James J. KELLY, Jr. and Eileen Kelly, James K. Kelly, a minor, by his guardian, James J. Kelly, Jr. and James J. Kelly, Jr., in his own right, Plaintiffs,
James Rex FULKERSON, Defendant, Third-Party Plaintiff, v. James J. KELLY, Jr., Third-Party Defendant

The opinion of the court was delivered by: SHERIDAN

SHERIDAN, Chief Judge.

 In this personal injury action judgment was entered for the defendant and for the third party plaintiff on a special jury verdict. Plaintiffs and the third party defendant filed a motion for a new trial.

 The court has jurisdiction under 28 U.S.C.A. § 1332. The substantive law of Pennsylvania applies.

 On August 15, 1964, James J. Kelly, Jr., one of plaintiffs, (Kelly), was the owner and operator of an automobile, with his wife, Eileen, and son, James K., as passengers, when it collided with an automobile operated by James Rex Fulkerson, defendant. Kelly was proceeding northerly on Legislative Route 63026 to an intersection with Route 106, a through highway, on which the defendant was proceeding in an easterly direction. Plaintiffs contended Kelly stopped for the stop sign at the intersection, determined it was safe to cross Route 106, but in doing so was struck by defendant travelling at a high speed with his vehicle out of control. Defendant contended Kelly either did not stop or, if he did, he entered the intersection when it was not possible for defendant to avoid the collision. All three in the Kelly car were injured. Defendant denied negligence, set up the defense of contributory negligence and filed a third party complaint against Kelly for contribution in any recovery by Eileen and James K. Kelly.

 The jury found defendant was not negligent, that Kelly was contributorily negligent, and in the third party action that Kelly was negligent, which negligence was a proximate cause of the accident. *fn1"

 The sole issue raised in the motion is whether the court erred in permitting the jury to know that Kelly had been paid his salary during the period of his disability. *fn2" Plaintiffs contend this was prejudicial, and that this prejudice so permeated the entire trial that a new trial should be awarded all parties.

 In support of his claim for past loss of earning capacity, Kelly testified on direct examination that he was disabled from working for 12 weeks. Defendant requested permission to bring out on cross-examination that Kelly had been paid his salary as a New York City detective during this period. Plaintiffs objected on the ground that payment was a gratuity; they did not contend it was in the nature of workmen's compensation. See City of Philadelphia v. Philadelphia Rapid Transit Company, 1940, 337 Pa. 1, 10 A.2d 434. Plaintiffs stated they were not prepared to offer evidence of the circumstances of payment, whether it was under a New York State statute, or a city ordinance, or a contract; rather, they argued that the payment was a gratuity and under the Pennsylvania collateral source rule Kelly was entitled to recover for the salary he would have earned if he had not been disabled.

■ **RECORDS PROVIDED**

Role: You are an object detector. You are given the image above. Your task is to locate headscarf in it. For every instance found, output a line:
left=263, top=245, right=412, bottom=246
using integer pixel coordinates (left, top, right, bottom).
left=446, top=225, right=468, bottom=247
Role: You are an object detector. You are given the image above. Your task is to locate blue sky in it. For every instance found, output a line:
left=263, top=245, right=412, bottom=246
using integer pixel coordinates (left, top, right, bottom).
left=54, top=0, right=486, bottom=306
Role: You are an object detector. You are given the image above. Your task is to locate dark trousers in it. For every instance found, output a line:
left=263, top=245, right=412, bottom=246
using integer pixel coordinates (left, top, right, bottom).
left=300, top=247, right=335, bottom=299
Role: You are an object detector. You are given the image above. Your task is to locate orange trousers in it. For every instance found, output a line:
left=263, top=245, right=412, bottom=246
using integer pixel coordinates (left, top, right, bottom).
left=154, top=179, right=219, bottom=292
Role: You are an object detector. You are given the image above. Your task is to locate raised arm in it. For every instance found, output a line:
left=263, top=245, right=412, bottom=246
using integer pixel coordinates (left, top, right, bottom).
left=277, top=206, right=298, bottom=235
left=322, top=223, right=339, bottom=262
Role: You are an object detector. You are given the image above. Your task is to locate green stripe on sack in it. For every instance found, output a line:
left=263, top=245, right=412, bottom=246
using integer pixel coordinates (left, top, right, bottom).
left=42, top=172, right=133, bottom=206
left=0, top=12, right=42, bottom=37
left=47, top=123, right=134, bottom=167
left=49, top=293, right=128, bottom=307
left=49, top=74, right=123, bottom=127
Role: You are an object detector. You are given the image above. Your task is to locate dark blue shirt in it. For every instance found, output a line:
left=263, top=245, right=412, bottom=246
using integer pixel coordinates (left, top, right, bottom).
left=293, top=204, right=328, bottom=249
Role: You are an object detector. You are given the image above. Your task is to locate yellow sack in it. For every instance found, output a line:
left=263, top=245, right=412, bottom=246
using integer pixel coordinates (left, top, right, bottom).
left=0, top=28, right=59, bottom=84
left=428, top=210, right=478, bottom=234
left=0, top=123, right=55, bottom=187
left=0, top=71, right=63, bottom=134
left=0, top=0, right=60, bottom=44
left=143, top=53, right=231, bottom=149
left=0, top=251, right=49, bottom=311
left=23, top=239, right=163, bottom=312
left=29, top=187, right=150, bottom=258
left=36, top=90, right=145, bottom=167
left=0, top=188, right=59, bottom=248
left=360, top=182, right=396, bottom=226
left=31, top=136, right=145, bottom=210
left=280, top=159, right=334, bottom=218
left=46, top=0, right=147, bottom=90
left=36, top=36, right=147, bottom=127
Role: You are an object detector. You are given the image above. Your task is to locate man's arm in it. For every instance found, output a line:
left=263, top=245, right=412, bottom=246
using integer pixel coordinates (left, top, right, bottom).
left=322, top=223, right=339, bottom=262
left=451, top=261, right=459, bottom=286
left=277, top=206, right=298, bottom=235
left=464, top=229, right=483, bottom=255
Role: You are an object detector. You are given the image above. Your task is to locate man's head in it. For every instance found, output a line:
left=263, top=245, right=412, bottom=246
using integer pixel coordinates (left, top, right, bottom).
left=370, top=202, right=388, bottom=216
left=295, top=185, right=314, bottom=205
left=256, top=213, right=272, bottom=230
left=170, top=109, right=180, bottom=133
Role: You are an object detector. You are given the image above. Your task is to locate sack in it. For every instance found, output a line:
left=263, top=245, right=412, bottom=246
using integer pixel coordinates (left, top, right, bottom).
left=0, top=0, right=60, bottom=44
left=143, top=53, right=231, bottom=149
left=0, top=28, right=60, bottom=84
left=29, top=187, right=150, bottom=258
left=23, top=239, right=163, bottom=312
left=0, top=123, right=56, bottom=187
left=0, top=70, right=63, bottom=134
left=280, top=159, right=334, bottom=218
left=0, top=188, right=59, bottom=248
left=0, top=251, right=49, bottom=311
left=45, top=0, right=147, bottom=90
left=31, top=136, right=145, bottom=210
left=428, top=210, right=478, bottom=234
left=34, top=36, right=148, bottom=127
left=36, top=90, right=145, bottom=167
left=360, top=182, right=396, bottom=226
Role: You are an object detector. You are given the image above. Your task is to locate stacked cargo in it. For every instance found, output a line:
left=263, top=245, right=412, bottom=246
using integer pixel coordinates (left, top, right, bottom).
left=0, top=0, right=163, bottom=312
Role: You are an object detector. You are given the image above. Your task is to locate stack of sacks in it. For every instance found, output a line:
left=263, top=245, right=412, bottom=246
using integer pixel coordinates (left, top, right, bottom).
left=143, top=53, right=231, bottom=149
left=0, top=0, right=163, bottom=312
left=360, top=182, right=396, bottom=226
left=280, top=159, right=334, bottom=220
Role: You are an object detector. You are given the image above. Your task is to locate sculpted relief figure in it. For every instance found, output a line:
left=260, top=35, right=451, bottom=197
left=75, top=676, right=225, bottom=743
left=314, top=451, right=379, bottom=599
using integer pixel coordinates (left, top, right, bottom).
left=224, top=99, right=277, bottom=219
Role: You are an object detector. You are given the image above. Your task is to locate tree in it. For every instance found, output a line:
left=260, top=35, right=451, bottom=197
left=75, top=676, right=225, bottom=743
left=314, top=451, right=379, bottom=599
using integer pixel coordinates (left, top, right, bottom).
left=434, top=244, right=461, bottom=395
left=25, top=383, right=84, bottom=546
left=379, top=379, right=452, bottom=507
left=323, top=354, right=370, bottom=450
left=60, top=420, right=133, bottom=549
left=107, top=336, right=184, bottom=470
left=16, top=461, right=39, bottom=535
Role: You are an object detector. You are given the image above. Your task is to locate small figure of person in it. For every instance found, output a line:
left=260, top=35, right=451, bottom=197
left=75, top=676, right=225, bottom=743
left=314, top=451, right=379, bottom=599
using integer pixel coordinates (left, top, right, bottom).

■ **YOUR TASKS**
1. According to the court opinion, for how many weeks did Kelly testify he was disabled from working?
2. Rewrite the court opinion starting at the words "SHERIDAN, Chief Judge." and stopping after "a new trial.", with "personal injury action" changed to "negligence action".

■ **TASK-BY-TASK ANSWERS**
1. 12 weeks

2.
SHERIDAN, Chief Judge.

 In this negligence action judgment was entered for the defendant and for the third party plaintiff on a special jury verdict. Plaintiffs and the third party defendant filed a motion for a new trial.